### Job
Can you pull out every row from the one containing "Can you spot the pine" down to the one containing "x=393, y=417", both included, and copy those rows alone word for word?
+-------+
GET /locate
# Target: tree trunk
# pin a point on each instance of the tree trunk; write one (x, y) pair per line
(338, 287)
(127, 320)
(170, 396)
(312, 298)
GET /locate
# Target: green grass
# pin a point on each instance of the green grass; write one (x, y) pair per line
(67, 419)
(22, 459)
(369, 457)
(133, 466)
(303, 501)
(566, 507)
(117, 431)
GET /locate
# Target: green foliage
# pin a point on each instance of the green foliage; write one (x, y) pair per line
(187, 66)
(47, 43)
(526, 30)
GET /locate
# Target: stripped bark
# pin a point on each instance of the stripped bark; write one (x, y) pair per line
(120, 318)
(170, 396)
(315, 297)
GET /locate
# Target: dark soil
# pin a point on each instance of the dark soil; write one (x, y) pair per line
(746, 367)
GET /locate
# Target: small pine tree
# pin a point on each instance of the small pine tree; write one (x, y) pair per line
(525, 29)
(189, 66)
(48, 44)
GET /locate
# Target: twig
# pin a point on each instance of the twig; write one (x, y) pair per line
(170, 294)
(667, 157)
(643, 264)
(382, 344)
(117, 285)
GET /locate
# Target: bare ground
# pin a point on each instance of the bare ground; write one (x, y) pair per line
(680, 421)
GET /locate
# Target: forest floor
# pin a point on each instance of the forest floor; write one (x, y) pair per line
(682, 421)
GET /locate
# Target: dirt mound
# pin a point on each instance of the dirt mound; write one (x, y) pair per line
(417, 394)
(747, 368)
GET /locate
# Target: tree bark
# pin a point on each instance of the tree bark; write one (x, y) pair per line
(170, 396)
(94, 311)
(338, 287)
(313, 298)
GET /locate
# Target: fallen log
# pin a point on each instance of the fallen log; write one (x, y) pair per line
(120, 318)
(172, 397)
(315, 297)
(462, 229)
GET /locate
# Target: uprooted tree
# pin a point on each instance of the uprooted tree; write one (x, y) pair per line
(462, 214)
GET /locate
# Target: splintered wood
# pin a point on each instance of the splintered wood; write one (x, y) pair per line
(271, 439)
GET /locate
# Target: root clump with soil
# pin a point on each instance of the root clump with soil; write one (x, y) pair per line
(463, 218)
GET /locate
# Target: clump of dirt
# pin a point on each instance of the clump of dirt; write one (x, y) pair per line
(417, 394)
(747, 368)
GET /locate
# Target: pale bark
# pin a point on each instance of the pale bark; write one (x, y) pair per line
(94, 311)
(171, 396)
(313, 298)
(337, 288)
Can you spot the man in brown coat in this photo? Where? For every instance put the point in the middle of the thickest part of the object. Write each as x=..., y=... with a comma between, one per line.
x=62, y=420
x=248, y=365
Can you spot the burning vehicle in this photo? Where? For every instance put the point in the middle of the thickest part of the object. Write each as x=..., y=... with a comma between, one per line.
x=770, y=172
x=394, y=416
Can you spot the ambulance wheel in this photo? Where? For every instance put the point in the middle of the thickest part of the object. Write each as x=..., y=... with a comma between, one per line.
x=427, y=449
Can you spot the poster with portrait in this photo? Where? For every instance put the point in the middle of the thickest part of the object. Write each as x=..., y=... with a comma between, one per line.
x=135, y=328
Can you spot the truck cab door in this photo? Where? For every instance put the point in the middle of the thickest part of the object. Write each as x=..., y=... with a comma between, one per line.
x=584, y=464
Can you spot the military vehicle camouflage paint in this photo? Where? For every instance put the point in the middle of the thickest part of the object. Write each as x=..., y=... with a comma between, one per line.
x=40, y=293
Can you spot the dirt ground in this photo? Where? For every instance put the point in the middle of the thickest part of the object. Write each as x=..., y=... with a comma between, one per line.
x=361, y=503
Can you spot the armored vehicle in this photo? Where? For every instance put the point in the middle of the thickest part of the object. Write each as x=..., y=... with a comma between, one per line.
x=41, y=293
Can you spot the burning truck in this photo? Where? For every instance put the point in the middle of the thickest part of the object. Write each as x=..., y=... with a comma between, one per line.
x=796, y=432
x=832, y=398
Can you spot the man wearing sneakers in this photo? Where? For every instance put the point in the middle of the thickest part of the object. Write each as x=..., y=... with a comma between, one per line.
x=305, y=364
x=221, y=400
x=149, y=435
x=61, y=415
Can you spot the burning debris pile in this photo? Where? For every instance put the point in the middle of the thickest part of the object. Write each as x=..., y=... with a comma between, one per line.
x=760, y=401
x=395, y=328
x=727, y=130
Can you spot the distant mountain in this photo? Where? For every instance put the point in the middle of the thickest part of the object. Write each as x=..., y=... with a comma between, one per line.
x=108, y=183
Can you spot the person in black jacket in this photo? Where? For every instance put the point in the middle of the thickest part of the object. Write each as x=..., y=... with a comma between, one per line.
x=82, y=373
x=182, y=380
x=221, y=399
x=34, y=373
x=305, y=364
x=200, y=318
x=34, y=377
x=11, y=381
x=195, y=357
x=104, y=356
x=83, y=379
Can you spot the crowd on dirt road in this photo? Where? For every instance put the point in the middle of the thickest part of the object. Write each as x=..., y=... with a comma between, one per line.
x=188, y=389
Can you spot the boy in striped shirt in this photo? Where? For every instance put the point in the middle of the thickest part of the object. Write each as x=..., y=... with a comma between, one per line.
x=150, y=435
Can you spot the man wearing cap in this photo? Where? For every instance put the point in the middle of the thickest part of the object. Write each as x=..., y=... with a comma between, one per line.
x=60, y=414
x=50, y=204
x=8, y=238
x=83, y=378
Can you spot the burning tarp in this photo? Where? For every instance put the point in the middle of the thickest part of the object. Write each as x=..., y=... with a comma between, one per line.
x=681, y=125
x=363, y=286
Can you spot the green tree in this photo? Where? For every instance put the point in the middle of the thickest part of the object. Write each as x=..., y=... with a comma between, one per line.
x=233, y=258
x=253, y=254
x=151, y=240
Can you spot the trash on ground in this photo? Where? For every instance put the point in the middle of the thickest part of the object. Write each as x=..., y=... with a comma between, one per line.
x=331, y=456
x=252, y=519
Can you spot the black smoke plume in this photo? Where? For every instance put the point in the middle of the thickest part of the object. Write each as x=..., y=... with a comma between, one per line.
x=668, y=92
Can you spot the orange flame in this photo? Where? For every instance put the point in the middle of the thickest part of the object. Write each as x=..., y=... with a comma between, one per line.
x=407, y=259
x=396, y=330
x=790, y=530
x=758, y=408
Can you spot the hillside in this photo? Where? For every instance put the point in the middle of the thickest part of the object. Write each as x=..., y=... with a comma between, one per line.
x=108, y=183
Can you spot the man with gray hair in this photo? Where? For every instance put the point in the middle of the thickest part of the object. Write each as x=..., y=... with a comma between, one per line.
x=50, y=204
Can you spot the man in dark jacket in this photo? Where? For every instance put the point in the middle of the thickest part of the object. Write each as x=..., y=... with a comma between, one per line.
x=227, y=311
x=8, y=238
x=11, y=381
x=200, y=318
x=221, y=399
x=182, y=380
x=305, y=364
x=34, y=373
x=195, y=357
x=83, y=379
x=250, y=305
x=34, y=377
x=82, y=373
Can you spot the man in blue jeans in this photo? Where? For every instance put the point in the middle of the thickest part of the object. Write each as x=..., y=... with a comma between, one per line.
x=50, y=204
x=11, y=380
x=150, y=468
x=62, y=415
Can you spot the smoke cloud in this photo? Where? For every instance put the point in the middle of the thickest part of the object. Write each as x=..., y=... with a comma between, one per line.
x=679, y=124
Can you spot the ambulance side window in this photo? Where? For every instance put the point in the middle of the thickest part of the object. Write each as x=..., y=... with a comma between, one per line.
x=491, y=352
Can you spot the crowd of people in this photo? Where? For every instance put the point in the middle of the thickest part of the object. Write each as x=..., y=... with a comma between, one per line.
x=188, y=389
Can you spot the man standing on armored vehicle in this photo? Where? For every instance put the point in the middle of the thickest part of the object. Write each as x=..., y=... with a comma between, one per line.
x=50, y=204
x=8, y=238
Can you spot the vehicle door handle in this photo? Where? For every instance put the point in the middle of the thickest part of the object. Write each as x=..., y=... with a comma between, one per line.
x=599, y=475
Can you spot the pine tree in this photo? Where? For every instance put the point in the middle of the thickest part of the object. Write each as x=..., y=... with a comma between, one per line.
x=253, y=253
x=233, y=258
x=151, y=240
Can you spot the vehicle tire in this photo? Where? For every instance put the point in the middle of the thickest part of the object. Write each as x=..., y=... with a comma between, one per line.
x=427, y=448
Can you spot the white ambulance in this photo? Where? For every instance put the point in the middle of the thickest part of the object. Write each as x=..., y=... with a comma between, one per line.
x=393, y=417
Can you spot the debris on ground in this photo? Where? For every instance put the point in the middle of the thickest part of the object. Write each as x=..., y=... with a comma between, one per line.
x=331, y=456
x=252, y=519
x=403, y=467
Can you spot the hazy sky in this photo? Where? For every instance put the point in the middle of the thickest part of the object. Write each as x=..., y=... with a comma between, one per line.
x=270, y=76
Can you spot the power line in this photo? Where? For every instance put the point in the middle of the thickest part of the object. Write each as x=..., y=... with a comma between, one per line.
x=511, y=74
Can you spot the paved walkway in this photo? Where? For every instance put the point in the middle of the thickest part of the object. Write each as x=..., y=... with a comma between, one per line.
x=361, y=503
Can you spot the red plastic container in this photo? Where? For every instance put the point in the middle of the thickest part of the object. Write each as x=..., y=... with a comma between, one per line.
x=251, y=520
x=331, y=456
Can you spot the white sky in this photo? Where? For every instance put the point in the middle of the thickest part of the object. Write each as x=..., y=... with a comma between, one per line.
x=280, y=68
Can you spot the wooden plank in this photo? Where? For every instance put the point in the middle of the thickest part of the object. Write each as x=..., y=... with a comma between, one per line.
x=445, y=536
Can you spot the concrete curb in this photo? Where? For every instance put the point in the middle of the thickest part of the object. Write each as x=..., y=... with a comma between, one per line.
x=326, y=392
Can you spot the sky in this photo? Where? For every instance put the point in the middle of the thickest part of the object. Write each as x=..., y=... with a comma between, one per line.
+-------+
### Solution
Can you spot the pine tree in this photo? Where? For every instance put the point in the middle of the thickest part of the object. Write each as x=..., y=... with a comma between, one per line.
x=253, y=253
x=233, y=258
x=151, y=240
Can you spot the vehicle tire in this photo? Where? For every instance put the point in the middle of the thickest part of the object. Write each as x=..., y=... with a comma between, one per line.
x=427, y=448
Can you spot the white ambulance in this photo? Where? For every instance put the point in the middle of the thickest part of the object. Write each as x=..., y=... with a comma between, one per line.
x=393, y=417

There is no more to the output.